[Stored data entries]
*****

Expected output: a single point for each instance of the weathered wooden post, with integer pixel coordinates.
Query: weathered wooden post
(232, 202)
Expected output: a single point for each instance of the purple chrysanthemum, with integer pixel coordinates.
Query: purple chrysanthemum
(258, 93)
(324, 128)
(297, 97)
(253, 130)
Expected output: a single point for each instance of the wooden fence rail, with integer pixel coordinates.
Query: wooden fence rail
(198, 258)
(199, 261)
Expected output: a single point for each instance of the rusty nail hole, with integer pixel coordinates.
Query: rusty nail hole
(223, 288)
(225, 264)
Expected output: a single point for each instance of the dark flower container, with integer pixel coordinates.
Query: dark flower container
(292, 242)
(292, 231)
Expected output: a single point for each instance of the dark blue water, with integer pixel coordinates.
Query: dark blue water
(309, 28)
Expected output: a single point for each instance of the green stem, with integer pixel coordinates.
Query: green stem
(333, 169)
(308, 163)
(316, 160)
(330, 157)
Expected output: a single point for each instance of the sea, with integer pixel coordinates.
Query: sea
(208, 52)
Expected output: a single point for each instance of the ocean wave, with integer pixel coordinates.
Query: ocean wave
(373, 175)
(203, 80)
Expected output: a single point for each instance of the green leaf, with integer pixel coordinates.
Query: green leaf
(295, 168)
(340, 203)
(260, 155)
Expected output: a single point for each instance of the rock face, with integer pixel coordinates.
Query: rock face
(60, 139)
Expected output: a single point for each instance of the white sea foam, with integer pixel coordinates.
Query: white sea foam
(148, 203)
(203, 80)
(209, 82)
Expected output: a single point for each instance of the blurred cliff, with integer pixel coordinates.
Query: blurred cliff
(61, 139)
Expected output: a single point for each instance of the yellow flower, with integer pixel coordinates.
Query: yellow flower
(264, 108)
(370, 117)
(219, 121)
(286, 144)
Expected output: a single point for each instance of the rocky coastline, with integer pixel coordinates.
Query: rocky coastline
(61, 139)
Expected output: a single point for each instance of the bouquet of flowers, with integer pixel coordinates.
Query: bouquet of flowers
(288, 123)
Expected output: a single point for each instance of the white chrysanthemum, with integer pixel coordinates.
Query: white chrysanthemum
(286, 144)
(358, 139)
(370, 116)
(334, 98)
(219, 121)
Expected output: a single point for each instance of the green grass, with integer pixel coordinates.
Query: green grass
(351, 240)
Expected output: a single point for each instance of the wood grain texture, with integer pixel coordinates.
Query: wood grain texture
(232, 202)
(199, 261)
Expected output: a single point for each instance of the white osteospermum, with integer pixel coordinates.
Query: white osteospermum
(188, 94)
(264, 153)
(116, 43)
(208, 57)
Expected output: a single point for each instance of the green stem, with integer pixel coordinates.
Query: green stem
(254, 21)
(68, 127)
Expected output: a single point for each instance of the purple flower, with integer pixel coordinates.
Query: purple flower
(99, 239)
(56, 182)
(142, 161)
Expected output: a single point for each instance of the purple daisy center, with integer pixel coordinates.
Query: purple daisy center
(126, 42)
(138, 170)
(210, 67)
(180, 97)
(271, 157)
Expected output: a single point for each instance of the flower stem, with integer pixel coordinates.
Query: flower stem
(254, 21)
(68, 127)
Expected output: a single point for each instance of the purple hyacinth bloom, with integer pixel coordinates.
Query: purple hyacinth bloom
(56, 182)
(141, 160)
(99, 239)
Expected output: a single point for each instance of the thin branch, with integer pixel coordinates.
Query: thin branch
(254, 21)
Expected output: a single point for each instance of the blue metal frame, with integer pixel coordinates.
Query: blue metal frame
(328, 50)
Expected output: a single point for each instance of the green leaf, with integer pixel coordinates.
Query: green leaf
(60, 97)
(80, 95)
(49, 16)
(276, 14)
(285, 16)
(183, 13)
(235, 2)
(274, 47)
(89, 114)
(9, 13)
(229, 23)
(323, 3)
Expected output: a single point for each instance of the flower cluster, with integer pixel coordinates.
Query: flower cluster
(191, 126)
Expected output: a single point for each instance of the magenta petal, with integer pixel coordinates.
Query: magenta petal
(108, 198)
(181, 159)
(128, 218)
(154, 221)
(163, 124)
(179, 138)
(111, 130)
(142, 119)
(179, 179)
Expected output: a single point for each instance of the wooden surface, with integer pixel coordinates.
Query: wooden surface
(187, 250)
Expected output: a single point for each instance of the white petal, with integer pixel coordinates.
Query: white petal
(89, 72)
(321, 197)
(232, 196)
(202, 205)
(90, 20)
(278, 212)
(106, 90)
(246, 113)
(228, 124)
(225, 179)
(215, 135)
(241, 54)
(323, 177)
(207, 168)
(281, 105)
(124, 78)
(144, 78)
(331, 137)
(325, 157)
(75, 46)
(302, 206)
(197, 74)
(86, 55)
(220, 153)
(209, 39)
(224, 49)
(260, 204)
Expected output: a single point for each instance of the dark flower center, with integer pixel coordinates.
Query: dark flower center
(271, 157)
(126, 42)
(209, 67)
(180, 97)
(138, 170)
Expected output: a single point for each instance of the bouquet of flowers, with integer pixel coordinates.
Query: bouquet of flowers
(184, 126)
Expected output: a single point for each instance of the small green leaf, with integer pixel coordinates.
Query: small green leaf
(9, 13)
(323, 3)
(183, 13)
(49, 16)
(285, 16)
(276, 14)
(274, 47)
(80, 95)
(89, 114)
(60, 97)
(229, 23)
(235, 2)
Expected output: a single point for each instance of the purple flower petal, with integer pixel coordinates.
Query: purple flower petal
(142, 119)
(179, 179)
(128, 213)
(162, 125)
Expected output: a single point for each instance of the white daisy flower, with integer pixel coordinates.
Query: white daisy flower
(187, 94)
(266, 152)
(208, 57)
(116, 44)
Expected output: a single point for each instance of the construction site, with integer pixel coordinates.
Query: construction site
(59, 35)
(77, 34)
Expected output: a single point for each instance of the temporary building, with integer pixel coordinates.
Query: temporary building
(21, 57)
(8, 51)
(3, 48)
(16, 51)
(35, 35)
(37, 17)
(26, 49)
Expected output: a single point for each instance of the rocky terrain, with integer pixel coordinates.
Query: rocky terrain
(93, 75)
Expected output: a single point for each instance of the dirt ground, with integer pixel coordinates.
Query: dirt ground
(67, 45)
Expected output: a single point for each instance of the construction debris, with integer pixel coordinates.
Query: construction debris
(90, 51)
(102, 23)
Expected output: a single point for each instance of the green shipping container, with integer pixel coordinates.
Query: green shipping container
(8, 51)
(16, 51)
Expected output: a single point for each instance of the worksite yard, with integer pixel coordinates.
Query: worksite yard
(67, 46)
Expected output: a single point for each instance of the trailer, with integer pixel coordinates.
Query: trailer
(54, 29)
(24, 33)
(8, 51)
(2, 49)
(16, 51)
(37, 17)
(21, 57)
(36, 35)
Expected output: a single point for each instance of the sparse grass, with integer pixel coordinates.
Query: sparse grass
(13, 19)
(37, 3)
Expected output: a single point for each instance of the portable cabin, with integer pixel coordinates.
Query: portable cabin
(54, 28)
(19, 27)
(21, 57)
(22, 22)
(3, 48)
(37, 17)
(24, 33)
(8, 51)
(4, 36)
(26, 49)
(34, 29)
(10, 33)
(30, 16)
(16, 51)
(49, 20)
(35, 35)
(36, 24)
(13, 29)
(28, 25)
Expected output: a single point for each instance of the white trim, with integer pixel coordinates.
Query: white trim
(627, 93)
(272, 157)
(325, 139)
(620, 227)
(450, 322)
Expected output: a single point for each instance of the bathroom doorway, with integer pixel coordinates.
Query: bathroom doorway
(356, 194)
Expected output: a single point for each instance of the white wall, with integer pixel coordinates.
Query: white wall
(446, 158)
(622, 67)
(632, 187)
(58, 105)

*****

- Work order:
Repeat, word for word, every line above.

- Your solution:
Expected output: a single point for each instance of the weathered wooden post, with integer pixel coordinates.
Query: weathered wooden post
(232, 202)
Expected output: a single point for each instance of the purple chrysanthemum, with integer pixel coordinates.
Query: purple chrysanthemum
(258, 93)
(324, 128)
(297, 97)
(253, 130)
Expected output: a single point for each instance of the wooden fence rail, with integer pixel coordinates.
Query: wooden fence rail
(198, 258)
(199, 261)
Expected output: a single point for each instance of the rusty nail hole, with integer pixel coordinates.
Query: rusty nail hole
(223, 288)
(225, 264)
Expected output: a single point for each instance of the dark flower container, with integer pixel coordinates.
Query: dark flower container
(292, 242)
(292, 231)
Expected output: a single point for each instance of the dark blue water, with integer pixel coordinates.
Query: dark blue water
(309, 28)
Expected output: a single point for each instance of the green stem, with integer pixel coordinates.
Query: green stem
(333, 169)
(308, 163)
(316, 160)
(330, 157)
Expected output: a single point for each instance of the sea, with integer pixel coordinates.
Query: sea
(208, 52)
Expected output: a single point for each instance of the ocean wave, with integer pixel coordinates.
Query: ocean wave
(373, 175)
(203, 80)
Expected output: a single point for each instance of the green leaf, with integer pixel coordinates.
Query: green leaf
(295, 168)
(340, 203)
(260, 155)
Expected output: a single point for each instance of the rock face, with integer pixel coordinates.
Query: rock face
(60, 139)
Expected output: a single point for each instance of the white sea foam, with integer pixel coordinates.
Query: white sea foam
(148, 203)
(203, 80)
(209, 82)
Expected output: a single point for each instance of the blurred cliff, with integer pixel coordinates.
Query: blurred cliff
(61, 139)
Expected output: a single point for each instance of the yellow flower, with integer pixel coordinates.
Query: yellow flower
(264, 108)
(370, 117)
(219, 121)
(286, 144)
Expected output: a single point for each instance of the rocky coastline, with integer pixel coordinates.
Query: rocky coastline
(61, 139)
Expected output: a single point for each instance of the bouquet of flowers, with integer pixel coordinates.
Query: bouquet of flowers
(288, 123)
Expected output: a single point for each instance of the white chrysanthemum, with integer pixel coordinates.
Query: white chrysanthemum
(286, 144)
(358, 139)
(370, 116)
(334, 98)
(219, 121)
Expected output: a single point for each instance of the green grass, with integer pixel coordinates.
Query: green grass
(351, 240)
Expected output: a single point for each instance of the wood grain texture, with integer pixel coordinates.
Query: wood grain texture
(232, 202)
(199, 261)
Expected output: a single point for each instance of the white osteospermum, with integer pixel coordinates.
Query: white osteospermum
(188, 94)
(264, 153)
(116, 43)
(208, 57)
Expected output: a single point for each instance of the green stem, with integer pixel coordinates.
Query: green stem
(254, 21)
(68, 127)
Expected output: a single point for each instance of the purple flower, with integer pixel coordinates.
Query: purple flower
(99, 239)
(56, 182)
(142, 161)
Expected output: a single point for each instance of the purple daisy center, with integer pixel coordinates.
Query: purple daisy center
(126, 42)
(138, 170)
(210, 67)
(180, 97)
(271, 157)
Expected output: a single point for each instance of the flower stem, with integer pixel coordinates.
Query: flower stem
(254, 21)
(68, 127)
Expected output: a single point for each instance of the purple hyacinth bloom, with integer pixel coordinates.
Query: purple hyacinth bloom
(56, 182)
(141, 160)
(99, 239)
Expected output: a single point for each instance of the thin branch, with integer pixel coordinates.
Query: thin branch
(254, 21)
Expected output: a single point for each instance of the blue metal frame, with integer pixel coordinates.
Query: blue metal frame
(328, 50)
Expected output: a single point for each instance of the green leaf, with integer pixel coordinates.
Query: green leaf
(60, 97)
(80, 95)
(49, 16)
(276, 14)
(285, 16)
(183, 13)
(235, 2)
(274, 47)
(89, 114)
(9, 13)
(229, 23)
(323, 3)
Expected output: a single point for each instance of the flower cluster, with integer pixel coordinates.
Query: flower cluster
(191, 126)
Expected output: a single point for each instance of the magenta petal, with integer pixel coordinates.
Query: magenta petal
(108, 198)
(181, 159)
(128, 218)
(154, 221)
(163, 124)
(179, 138)
(111, 130)
(142, 119)
(179, 179)
Expected output: a single point for each instance of the wooden surface, with integer pixel coordinates.
Query: wooden surface
(187, 250)
Expected output: a single point for each instance of the white petal, with integer pixel coordinates.
Query: white petal
(89, 72)
(321, 197)
(232, 196)
(202, 205)
(90, 20)
(278, 212)
(106, 90)
(246, 113)
(228, 124)
(225, 179)
(215, 135)
(241, 54)
(323, 177)
(207, 168)
(281, 105)
(124, 78)
(144, 78)
(331, 137)
(325, 157)
(75, 46)
(302, 206)
(197, 74)
(86, 55)
(220, 153)
(209, 39)
(224, 49)
(260, 204)
Expected output: a single point for each instance of the dark flower center, with integer pixel coordinates.
Query: dark flower center
(271, 157)
(126, 42)
(209, 67)
(180, 97)
(138, 170)
Expected output: a single point for each instance of the bouquet of flowers, with integer pixel coordinates.
Query: bouquet of flowers
(184, 126)
Expected output: a single point for each instance of the small green leaf, with integer pixel coordinates.
Query: small green leaf
(9, 13)
(323, 3)
(183, 13)
(49, 16)
(285, 16)
(276, 14)
(274, 47)
(80, 95)
(89, 114)
(60, 97)
(229, 23)
(235, 2)
Expected output: a single point for each instance of the purple flower petal, with integer pixel coordinates.
Query: purple flower petal
(142, 119)
(179, 179)
(128, 213)
(162, 125)
Expected output: a single point for each instance of the white daisy flower, with integer pixel coordinates.
Query: white daisy flower
(187, 94)
(266, 152)
(208, 57)
(116, 44)
Expected output: a single point for each instance of the construction site, with integer pixel coordinates.
Query: construction site
(59, 35)
(77, 34)
Expected output: a single point for each instance of the temporary building, with integer pixel coordinates.
Query: temporary building
(21, 57)
(8, 51)
(3, 48)
(16, 51)
(35, 35)
(37, 17)
(26, 49)
Expected output: a single point for each instance of the rocky terrain, with integer pixel coordinates.
Query: rocky terrain
(93, 75)
Expected output: a single point for each instance of the dirt ground, with integer pixel coordinates.
Query: dirt ground
(67, 45)
Expected output: a single point for each instance of the construction debris, with integer pixel coordinates.
Query: construction debris
(90, 51)
(102, 23)
Expected output: a single point for each instance of the green shipping container, with integer pixel coordinates.
Query: green shipping container
(8, 51)
(16, 51)
Expected output: a single point for each instance of the worksite yard, with integer pixel coordinates.
Query: worksite yard
(67, 46)
Expected output: a single point for each instance of the trailer, with integer pixel coordinates.
Query: trailer
(54, 29)
(24, 33)
(8, 51)
(2, 49)
(16, 51)
(37, 17)
(21, 57)
(36, 35)
Expected output: a single point for each instance of the sparse grass, with integer pixel coordinates.
Query: sparse grass
(13, 19)
(37, 3)
Expected output: a single point for each instance of the portable cabin, with integer pixel coordinates.
Query: portable cabin
(54, 28)
(19, 27)
(21, 57)
(22, 22)
(3, 48)
(37, 17)
(24, 33)
(8, 51)
(4, 36)
(26, 49)
(34, 29)
(10, 33)
(30, 16)
(16, 51)
(49, 20)
(35, 35)
(36, 24)
(13, 29)
(28, 25)
Expected output: a single point for each instance of the white trim, with integer pixel coordinates.
Query: white trim
(627, 93)
(272, 157)
(325, 139)
(620, 227)
(450, 322)
Expected output: a single point for each instance of the bathroom doorway, with integer pixel coordinates.
Query: bathroom doorway
(356, 194)
Expected output: a single point for each instance of the white wall, with integer pixel coordinates.
Query: white wall
(446, 158)
(622, 67)
(632, 187)
(58, 105)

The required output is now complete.